** BEGIN Data listing **
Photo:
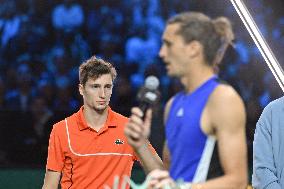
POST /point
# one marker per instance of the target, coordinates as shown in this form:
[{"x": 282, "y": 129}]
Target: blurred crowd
[{"x": 42, "y": 43}]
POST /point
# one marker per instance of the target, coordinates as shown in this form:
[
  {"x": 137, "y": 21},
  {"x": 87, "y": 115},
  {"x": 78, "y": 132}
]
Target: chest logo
[
  {"x": 180, "y": 112},
  {"x": 118, "y": 141}
]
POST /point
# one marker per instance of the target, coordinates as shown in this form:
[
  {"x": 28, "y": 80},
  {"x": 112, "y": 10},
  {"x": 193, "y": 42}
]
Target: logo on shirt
[
  {"x": 180, "y": 112},
  {"x": 118, "y": 141}
]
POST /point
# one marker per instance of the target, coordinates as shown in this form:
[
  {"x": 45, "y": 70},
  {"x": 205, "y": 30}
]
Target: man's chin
[{"x": 100, "y": 109}]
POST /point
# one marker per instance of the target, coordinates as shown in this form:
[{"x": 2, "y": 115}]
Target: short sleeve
[{"x": 55, "y": 159}]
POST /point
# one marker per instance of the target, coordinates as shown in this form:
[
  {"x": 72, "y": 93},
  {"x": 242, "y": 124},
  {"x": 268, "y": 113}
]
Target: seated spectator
[{"x": 67, "y": 16}]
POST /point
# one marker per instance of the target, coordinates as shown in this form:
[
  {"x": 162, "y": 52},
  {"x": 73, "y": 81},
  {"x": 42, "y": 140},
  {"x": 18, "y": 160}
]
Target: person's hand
[
  {"x": 137, "y": 130},
  {"x": 160, "y": 179}
]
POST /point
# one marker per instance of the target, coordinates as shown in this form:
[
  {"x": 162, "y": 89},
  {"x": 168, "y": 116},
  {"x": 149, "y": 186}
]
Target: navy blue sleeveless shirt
[{"x": 190, "y": 148}]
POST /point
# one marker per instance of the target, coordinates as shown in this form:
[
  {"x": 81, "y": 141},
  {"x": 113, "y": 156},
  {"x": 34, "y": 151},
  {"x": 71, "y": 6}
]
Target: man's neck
[
  {"x": 95, "y": 119},
  {"x": 196, "y": 77}
]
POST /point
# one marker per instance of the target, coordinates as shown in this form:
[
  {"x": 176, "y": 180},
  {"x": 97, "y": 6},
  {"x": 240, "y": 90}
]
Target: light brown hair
[{"x": 94, "y": 68}]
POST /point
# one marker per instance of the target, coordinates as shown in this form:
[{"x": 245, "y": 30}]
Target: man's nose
[
  {"x": 162, "y": 52},
  {"x": 102, "y": 93}
]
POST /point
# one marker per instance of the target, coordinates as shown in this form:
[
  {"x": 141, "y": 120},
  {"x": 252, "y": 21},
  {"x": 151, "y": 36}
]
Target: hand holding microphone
[
  {"x": 148, "y": 95},
  {"x": 137, "y": 129}
]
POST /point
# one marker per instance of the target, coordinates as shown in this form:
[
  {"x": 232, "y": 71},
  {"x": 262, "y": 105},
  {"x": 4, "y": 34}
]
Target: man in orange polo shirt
[{"x": 89, "y": 148}]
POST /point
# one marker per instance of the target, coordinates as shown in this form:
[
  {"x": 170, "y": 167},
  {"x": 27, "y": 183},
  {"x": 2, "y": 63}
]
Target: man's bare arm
[
  {"x": 227, "y": 114},
  {"x": 166, "y": 153},
  {"x": 51, "y": 179}
]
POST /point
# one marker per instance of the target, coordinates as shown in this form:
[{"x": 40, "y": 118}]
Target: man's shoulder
[
  {"x": 224, "y": 94},
  {"x": 60, "y": 125},
  {"x": 276, "y": 104}
]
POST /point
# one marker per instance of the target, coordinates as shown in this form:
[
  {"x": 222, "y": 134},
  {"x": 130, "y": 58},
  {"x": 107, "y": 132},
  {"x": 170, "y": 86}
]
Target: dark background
[{"x": 41, "y": 49}]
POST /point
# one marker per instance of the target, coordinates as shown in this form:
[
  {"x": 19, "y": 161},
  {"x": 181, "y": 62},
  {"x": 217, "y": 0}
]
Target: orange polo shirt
[{"x": 87, "y": 158}]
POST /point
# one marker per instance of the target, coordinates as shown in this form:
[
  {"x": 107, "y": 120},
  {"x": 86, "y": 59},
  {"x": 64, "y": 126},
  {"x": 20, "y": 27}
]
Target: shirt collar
[{"x": 82, "y": 123}]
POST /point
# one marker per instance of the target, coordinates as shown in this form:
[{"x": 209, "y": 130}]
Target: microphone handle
[{"x": 143, "y": 106}]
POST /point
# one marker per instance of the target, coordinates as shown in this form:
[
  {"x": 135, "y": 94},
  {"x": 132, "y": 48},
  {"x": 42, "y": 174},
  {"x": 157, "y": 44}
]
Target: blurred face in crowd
[
  {"x": 97, "y": 92},
  {"x": 174, "y": 51}
]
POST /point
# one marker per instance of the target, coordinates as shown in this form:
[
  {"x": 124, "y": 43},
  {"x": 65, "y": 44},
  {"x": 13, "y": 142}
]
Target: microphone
[{"x": 148, "y": 95}]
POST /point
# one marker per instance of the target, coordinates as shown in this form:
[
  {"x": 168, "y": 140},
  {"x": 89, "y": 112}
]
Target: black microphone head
[{"x": 148, "y": 95}]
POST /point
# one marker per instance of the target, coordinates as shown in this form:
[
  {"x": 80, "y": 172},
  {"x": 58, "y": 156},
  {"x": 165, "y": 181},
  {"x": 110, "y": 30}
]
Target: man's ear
[
  {"x": 81, "y": 88},
  {"x": 194, "y": 48}
]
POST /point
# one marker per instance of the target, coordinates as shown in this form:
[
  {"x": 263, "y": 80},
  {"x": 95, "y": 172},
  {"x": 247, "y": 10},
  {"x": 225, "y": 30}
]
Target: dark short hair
[
  {"x": 214, "y": 34},
  {"x": 94, "y": 68}
]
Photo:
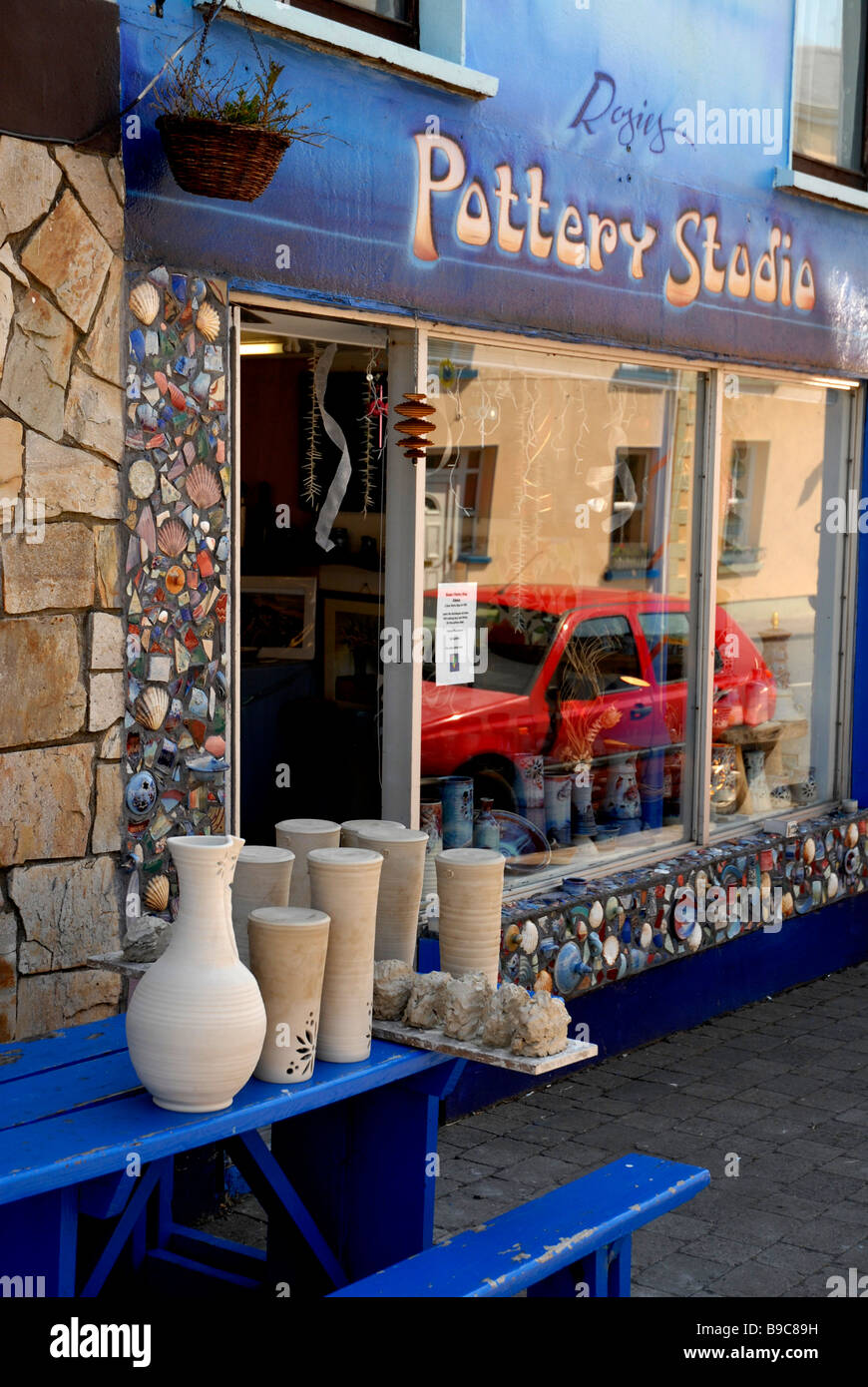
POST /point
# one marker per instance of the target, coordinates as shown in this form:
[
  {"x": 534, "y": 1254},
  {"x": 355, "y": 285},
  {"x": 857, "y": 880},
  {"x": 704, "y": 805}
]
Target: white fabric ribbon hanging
[{"x": 340, "y": 482}]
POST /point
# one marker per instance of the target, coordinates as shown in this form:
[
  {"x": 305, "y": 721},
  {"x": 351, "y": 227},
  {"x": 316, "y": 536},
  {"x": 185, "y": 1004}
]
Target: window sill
[
  {"x": 370, "y": 47},
  {"x": 822, "y": 189}
]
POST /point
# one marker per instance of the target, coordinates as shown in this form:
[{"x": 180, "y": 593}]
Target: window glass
[
  {"x": 829, "y": 81},
  {"x": 312, "y": 589},
  {"x": 783, "y": 513},
  {"x": 562, "y": 490},
  {"x": 667, "y": 636}
]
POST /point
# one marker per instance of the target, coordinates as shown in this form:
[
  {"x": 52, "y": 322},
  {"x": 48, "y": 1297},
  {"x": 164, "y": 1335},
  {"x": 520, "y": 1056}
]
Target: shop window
[
  {"x": 395, "y": 20},
  {"x": 742, "y": 507},
  {"x": 778, "y": 629},
  {"x": 591, "y": 673},
  {"x": 633, "y": 512},
  {"x": 458, "y": 508},
  {"x": 312, "y": 584},
  {"x": 575, "y": 458},
  {"x": 831, "y": 91}
]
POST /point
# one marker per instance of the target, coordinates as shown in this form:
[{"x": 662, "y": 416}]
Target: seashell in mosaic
[
  {"x": 209, "y": 322},
  {"x": 156, "y": 895},
  {"x": 173, "y": 537},
  {"x": 203, "y": 486},
  {"x": 145, "y": 301},
  {"x": 152, "y": 706}
]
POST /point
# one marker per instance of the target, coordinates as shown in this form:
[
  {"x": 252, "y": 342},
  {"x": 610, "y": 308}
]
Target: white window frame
[
  {"x": 405, "y": 495},
  {"x": 438, "y": 60},
  {"x": 789, "y": 180}
]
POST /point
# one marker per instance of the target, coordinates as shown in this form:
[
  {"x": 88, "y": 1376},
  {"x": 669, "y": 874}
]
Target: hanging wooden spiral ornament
[{"x": 416, "y": 423}]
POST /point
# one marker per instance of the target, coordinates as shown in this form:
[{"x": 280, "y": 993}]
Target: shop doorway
[{"x": 312, "y": 558}]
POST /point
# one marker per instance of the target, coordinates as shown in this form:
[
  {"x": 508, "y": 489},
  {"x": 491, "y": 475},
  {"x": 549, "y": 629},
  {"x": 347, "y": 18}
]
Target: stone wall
[{"x": 61, "y": 634}]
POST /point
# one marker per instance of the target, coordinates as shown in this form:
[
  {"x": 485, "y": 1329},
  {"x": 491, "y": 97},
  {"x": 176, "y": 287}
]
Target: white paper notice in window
[{"x": 455, "y": 633}]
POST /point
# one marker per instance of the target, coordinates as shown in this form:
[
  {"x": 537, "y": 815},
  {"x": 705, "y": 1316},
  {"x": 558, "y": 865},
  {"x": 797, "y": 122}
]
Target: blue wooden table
[{"x": 348, "y": 1181}]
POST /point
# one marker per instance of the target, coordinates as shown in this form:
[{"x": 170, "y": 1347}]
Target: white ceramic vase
[
  {"x": 196, "y": 1023},
  {"x": 262, "y": 878},
  {"x": 344, "y": 884},
  {"x": 351, "y": 829},
  {"x": 287, "y": 950},
  {"x": 301, "y": 836},
  {"x": 470, "y": 891},
  {"x": 404, "y": 854}
]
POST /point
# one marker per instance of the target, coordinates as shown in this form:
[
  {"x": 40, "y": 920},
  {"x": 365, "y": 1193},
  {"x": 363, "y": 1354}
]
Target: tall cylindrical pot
[
  {"x": 262, "y": 878},
  {"x": 470, "y": 891},
  {"x": 344, "y": 884},
  {"x": 301, "y": 836},
  {"x": 456, "y": 796},
  {"x": 287, "y": 950},
  {"x": 404, "y": 854},
  {"x": 352, "y": 827},
  {"x": 196, "y": 1023}
]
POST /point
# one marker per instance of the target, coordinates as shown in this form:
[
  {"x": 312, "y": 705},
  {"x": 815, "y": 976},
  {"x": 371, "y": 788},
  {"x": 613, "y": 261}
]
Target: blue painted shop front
[{"x": 604, "y": 205}]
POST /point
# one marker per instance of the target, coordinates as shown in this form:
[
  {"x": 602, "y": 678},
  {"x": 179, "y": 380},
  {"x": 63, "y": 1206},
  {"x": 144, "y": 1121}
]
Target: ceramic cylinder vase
[
  {"x": 344, "y": 884},
  {"x": 301, "y": 836},
  {"x": 404, "y": 856},
  {"x": 262, "y": 878},
  {"x": 456, "y": 797},
  {"x": 196, "y": 1023},
  {"x": 351, "y": 829},
  {"x": 470, "y": 891},
  {"x": 287, "y": 953}
]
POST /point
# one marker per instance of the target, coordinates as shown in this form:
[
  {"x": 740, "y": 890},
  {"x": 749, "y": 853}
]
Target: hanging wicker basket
[{"x": 217, "y": 160}]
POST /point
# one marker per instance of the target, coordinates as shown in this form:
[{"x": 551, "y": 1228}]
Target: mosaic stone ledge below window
[
  {"x": 588, "y": 934},
  {"x": 178, "y": 500}
]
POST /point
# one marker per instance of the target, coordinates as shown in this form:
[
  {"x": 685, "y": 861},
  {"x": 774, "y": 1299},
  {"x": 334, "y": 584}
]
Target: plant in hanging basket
[{"x": 224, "y": 139}]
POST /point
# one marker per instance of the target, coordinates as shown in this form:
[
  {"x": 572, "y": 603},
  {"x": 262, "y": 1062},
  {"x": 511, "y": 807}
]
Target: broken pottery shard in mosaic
[
  {"x": 586, "y": 934},
  {"x": 178, "y": 502}
]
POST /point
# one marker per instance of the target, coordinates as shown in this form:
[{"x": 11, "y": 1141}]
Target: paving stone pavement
[{"x": 782, "y": 1085}]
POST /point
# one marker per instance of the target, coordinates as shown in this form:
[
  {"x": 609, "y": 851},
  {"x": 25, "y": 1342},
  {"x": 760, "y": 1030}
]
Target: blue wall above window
[{"x": 602, "y": 223}]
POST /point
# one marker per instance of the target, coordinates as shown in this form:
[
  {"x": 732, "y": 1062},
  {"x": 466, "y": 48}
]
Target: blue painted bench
[
  {"x": 86, "y": 1169},
  {"x": 573, "y": 1241}
]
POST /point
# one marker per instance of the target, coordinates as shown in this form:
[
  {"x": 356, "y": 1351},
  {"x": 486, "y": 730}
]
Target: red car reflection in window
[{"x": 566, "y": 669}]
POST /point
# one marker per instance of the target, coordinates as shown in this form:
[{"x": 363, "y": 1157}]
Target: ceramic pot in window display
[
  {"x": 431, "y": 822},
  {"x": 558, "y": 807},
  {"x": 352, "y": 827},
  {"x": 531, "y": 790},
  {"x": 262, "y": 878},
  {"x": 196, "y": 1021},
  {"x": 301, "y": 836},
  {"x": 470, "y": 891},
  {"x": 622, "y": 803},
  {"x": 344, "y": 885},
  {"x": 287, "y": 949},
  {"x": 456, "y": 796},
  {"x": 486, "y": 831},
  {"x": 404, "y": 853},
  {"x": 724, "y": 778},
  {"x": 757, "y": 785},
  {"x": 583, "y": 807}
]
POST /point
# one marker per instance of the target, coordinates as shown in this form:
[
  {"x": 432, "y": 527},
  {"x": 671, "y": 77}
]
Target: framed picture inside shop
[
  {"x": 277, "y": 618},
  {"x": 351, "y": 650}
]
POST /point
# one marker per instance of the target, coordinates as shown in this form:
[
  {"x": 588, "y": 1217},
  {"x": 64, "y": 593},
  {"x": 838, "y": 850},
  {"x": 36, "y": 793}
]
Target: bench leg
[
  {"x": 366, "y": 1168},
  {"x": 600, "y": 1275},
  {"x": 38, "y": 1243}
]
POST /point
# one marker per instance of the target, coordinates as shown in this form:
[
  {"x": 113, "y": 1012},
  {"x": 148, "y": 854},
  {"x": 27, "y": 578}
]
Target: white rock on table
[
  {"x": 427, "y": 1005},
  {"x": 466, "y": 999},
  {"x": 393, "y": 986}
]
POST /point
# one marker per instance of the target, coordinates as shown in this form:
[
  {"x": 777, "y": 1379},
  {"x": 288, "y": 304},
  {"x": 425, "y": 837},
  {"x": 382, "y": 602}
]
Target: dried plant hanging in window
[
  {"x": 311, "y": 488},
  {"x": 373, "y": 433}
]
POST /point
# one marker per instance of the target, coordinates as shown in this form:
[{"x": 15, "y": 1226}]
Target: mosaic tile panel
[
  {"x": 177, "y": 586},
  {"x": 588, "y": 934}
]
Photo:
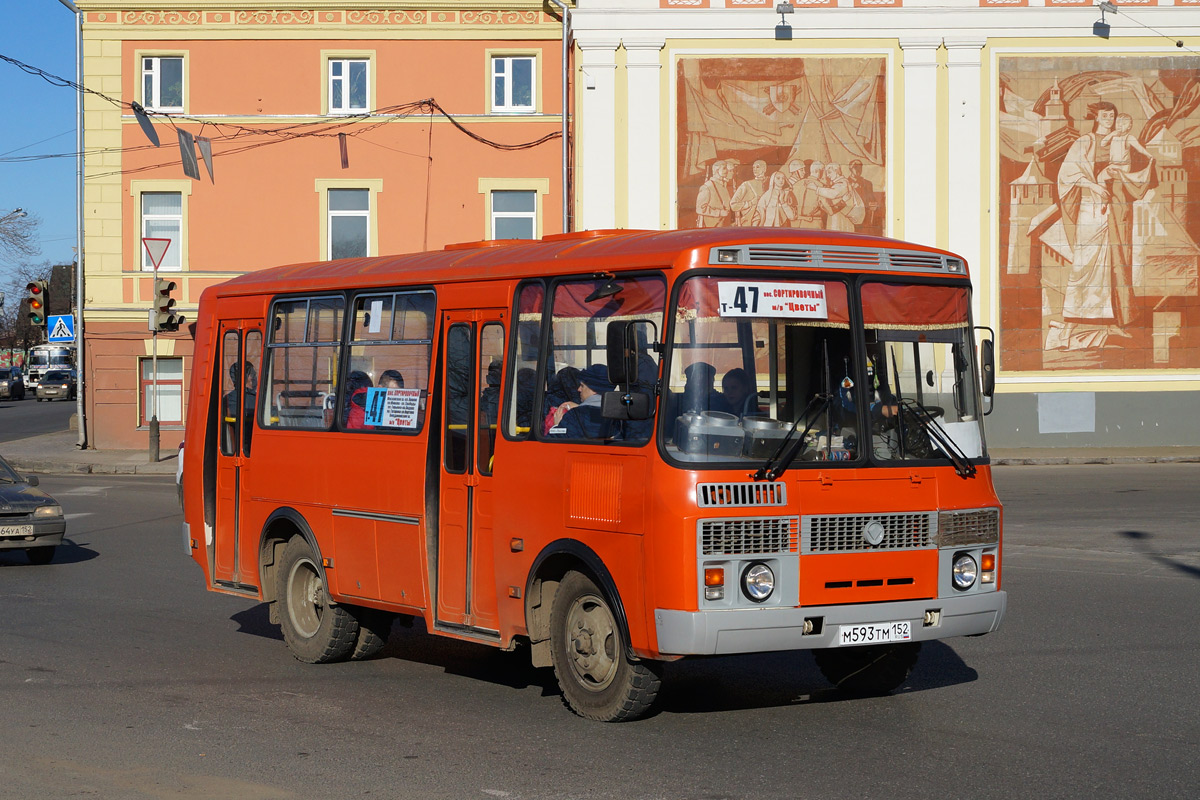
** END Data listing **
▶ _Work instructions_:
Report every line in the listing above that contains the word "ceramic", treating uppercase and lowercase letters as different.

▶ _Task output_:
Target: white ceramic vase
Target: ceramic cylinder vase
Target: ceramic pot in window display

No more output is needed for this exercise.